[BEGIN PROVIDED RECORDS]

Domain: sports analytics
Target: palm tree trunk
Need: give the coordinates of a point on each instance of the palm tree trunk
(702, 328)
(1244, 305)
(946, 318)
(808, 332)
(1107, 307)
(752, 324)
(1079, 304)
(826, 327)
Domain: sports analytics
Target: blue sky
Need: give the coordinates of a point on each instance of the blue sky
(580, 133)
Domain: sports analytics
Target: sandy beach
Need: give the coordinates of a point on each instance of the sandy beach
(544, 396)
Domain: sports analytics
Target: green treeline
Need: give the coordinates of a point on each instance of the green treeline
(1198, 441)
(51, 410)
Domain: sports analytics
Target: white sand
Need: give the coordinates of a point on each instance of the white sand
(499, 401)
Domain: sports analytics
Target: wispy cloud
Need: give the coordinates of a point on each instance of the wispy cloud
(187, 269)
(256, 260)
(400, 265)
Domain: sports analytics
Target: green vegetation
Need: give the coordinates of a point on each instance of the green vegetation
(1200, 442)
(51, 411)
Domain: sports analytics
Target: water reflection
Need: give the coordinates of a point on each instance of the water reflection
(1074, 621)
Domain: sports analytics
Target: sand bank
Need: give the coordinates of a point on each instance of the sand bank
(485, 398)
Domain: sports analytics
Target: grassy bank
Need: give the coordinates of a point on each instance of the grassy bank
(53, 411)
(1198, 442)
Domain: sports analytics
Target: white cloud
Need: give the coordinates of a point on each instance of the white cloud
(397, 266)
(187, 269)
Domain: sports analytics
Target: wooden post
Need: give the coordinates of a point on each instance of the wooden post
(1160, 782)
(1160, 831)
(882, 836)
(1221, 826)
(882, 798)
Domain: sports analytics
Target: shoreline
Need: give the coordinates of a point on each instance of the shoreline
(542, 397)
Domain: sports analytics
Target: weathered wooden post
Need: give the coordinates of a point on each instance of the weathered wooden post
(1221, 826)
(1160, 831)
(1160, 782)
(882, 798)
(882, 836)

[END PROVIDED RECORDS]

# [WRITTEN REQUEST]
Pull out every line in the rows above that contains the string "weathered", matching case exactly.

# [RESULT]
Target: weathered wooden post
Need: give the coordinates of a point on each instance of the weathered wooden post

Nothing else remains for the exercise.